Salvinis are vicious, even more so when breeding.

180g can open up a lot of different stocking opportunities but since you keep on wanting pairs it limits what you're able to do. You'd be able to fit more of what you want if you avoided the pairs.


----------



## jamesman_1994 (Jun 23, 2009)

yeah but i really want the JD's, so what else could i put in with the JD pair??


----------



## jamesman_1994 (Jun 23, 2009)

also how big do blue acaras get?? i wouldn't mind just 4 fish in the tank as long as they are of reasonable size


----------



## jamesman_1994 (Jun 23, 2009)

but if i were to only keep one of the JD's in there it would b the male because he has better colour, and he is my fave. but i would really like a pair. so it all depends on the size of the fish depending how many i will get, if the 4 fish fill it visually if u know what i mean i will b happy. 
what about this stocking list
1 salvini (what ever sex)
pair of acara
a pair of JD's

would that work because i at the moment i think those would be my fae fish at my LFS (not a huge options on CA cichlids)


----------



## oldcatfish (May 27, 2009)

See my response to the other post. Drop the Salvini from your proposal, and it's possible.


----------



## jamesman_1994 (Jun 23, 2009)

kk thanks.


----------



## akraziatic (May 28, 2009)

hey bud. just come across your post when searching green terrors. I just wanna say bad luck man coz I picked up a 6x2x2 with stand and a heap of other stuff in melbs for $300.... Got it off ebay. If you havn't got one yet have a look its worth it. there are heaps of bargains. just got to be able to pick em up. I was lucky coz my dad drove me down (live in wagga wagga). well anyways good luck mate.


----------



## jamesman_1994 (Jun 23, 2009)

i will try that
finding good tanks in oz is really hard. i will have a look. the one i am looking at comes with a cabnet and hood as well. but i will also need to by the substrait, filter all that stuff, so i am guessing it is going to cost me over $1000 so i am brety bumed. i am def going to look on ebay


----------



## akraziatic (May 28, 2009)

Yeah you'll find filters will be the most expensive. I found all the 2nd hand filters that came with my tanks (*** bought 2 6fters on ebay) often are unreliable, I picked up a 2nd hand sump on ebay for $30 which came with an eheim pump which is in good order which was a bargain, although did have to drive 400km to pick it up but my dad has been really supportive and we've made weekend trips to get things. A form of cheap substrate is pool filter sand or even have a look at bunnings im sure you could find some cheap gravel there. I'm going to build my canopy for mine (or dad coz he's pretty handy) so I'm saving money there. Try not to get bummed about it bud I'm only 19 and doing uni so my funds are pretty tight so I've tried to make savings where ever I can. You can pretty much make savings on everything BUT the fish, there is no point buying bad quality fish. If you want any advice mate just pm me and I will try and help you out. Good Luck.


----------



## jamesman_1994 (Jun 23, 2009)

ty dude i am only 15 and mum and dad won't drive me to ballarat for that


----------



## jamesman_1994 (Jun 23, 2009)

Rows
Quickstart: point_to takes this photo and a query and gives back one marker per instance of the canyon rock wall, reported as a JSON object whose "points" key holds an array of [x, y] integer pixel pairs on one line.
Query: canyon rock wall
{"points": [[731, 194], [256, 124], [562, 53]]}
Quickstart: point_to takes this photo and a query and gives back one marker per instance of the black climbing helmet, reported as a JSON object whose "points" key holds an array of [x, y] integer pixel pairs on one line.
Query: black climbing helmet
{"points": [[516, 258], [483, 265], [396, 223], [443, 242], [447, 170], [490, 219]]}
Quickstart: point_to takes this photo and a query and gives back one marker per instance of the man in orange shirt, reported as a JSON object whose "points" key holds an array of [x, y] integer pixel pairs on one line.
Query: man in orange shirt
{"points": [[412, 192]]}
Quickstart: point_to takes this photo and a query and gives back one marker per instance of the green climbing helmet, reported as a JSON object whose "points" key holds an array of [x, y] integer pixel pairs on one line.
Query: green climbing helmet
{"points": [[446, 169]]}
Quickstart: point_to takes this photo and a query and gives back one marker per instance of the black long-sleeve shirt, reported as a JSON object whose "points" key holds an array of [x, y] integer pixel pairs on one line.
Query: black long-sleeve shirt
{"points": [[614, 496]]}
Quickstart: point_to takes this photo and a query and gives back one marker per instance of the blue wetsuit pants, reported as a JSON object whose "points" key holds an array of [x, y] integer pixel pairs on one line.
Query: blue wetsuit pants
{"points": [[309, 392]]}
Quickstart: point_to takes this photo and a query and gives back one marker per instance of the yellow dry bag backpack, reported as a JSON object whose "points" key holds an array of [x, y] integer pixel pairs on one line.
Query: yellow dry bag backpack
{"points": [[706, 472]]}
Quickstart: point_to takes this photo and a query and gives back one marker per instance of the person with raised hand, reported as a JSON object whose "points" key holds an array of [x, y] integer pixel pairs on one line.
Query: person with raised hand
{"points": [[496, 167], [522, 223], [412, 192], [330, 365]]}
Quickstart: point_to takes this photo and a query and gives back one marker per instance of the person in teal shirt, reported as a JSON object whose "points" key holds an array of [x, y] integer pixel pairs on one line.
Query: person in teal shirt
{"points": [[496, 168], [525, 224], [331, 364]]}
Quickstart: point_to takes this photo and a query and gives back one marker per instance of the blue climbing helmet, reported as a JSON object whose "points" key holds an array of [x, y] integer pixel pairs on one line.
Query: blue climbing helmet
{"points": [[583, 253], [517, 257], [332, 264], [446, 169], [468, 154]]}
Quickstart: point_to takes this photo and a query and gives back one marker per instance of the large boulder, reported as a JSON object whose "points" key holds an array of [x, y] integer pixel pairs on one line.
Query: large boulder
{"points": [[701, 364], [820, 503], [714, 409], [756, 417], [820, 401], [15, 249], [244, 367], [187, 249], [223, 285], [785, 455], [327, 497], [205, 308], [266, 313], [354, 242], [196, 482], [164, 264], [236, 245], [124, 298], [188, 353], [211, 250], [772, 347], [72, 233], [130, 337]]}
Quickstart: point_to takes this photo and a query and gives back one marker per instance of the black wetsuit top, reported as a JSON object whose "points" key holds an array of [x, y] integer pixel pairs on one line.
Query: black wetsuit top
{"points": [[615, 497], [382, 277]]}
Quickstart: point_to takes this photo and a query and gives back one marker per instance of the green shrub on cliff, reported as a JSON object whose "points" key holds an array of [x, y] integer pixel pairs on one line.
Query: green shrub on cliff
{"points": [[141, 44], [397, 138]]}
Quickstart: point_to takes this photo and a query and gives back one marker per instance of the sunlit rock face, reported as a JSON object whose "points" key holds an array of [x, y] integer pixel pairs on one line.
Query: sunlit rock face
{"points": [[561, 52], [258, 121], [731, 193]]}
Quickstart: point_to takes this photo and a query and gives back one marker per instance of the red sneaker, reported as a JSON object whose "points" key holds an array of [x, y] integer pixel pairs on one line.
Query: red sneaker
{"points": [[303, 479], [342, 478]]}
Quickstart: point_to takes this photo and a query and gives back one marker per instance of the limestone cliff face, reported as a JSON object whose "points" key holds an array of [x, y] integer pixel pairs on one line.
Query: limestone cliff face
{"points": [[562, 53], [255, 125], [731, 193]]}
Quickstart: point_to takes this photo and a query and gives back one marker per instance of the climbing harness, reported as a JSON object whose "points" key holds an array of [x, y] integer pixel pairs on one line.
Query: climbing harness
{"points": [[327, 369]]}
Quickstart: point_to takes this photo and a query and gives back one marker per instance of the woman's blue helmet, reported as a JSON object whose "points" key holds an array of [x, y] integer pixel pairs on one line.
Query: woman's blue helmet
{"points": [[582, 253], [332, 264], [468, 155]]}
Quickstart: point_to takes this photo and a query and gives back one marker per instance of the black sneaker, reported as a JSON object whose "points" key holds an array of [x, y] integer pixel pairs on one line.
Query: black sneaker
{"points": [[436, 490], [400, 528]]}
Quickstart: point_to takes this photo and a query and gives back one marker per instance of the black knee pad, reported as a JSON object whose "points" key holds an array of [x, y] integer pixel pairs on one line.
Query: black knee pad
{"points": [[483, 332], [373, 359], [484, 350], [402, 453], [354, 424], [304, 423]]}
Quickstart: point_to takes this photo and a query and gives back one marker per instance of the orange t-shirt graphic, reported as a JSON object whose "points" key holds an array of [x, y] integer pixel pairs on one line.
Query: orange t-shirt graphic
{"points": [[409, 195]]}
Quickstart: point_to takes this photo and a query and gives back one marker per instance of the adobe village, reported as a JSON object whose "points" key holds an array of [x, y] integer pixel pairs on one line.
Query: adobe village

Given request 1
From the aquarium forum thread, print the passage that begins with the words "also how big" and stops after "(what ever sex)".
Given request 2
List each entry in the stocking list that jamesman_1994 proposes in the aquarium forum thread, with the quantity given for each.
Given request 3
Answer these from the aquarium forum thread:
(a) How much did akraziatic pay for the 6x2x2 with stand and other items?
(b) What total cost does jamesman_1994 expect for the tank setup?
(c) How old does jamesman_1994 say he is?
The material has no connection to the aquarium forum thread.

Full response 1
also how big do blue acaras get?? i wouldn't mind just 4 fish in the tank as long as they are of reasonable size


----------



## jamesman_1994 (Jun 23, 2009)

but if i were to only keep one of the JD's in there it would b the male because he has better colour, and he is my fave. but i would really like a pair. so it all depends on the size of the fish depending how many i will get, if the 4 fish fill it visually if u know what i mean i will b happy. 
what about this stocking list
1 salvini (what ever sex)

Full response 2
1 salvini (what ever sex)
pair of acara
a pair of JD's

Full response 3
(a) $300
(b) Over $1000
(c) 15